Stored records:
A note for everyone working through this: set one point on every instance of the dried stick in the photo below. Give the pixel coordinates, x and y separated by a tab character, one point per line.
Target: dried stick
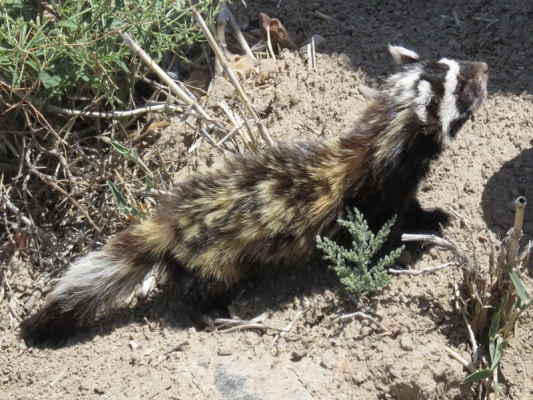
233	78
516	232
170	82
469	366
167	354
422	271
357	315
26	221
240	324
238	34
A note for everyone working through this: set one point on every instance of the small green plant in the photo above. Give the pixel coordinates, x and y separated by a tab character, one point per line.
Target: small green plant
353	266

--

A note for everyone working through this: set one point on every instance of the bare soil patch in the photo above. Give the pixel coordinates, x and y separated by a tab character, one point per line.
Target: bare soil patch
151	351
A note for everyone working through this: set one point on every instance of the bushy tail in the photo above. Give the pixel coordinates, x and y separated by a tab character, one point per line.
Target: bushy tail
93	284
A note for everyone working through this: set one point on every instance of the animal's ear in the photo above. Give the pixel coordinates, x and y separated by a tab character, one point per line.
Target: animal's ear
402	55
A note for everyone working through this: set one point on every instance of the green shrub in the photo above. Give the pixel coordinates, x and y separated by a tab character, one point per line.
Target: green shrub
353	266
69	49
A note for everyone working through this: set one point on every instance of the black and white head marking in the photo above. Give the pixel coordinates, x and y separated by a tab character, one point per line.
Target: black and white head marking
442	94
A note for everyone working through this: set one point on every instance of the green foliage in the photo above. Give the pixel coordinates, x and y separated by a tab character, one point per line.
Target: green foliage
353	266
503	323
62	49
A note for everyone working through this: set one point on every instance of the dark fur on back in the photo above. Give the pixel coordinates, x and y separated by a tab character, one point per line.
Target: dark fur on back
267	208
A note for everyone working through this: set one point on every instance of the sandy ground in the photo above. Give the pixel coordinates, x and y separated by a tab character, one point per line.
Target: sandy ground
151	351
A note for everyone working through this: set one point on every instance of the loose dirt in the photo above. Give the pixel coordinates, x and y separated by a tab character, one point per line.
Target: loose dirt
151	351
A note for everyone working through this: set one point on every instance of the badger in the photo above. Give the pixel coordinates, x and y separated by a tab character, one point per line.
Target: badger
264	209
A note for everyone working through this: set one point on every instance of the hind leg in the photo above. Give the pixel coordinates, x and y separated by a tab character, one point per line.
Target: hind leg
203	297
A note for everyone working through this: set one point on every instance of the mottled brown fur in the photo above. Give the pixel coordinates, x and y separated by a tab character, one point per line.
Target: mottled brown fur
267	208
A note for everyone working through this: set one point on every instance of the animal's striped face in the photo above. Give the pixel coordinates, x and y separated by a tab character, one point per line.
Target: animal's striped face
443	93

Task statement:
Report each line of the data above that contains the word "shrub", copying every such line in full.

Expected answer:
A note for everyone working through this: set one point on every instance of the green shrub in the photo above. Give the pixel coordinates, x and y separated by a tab character, one point per line.
Target: green shrub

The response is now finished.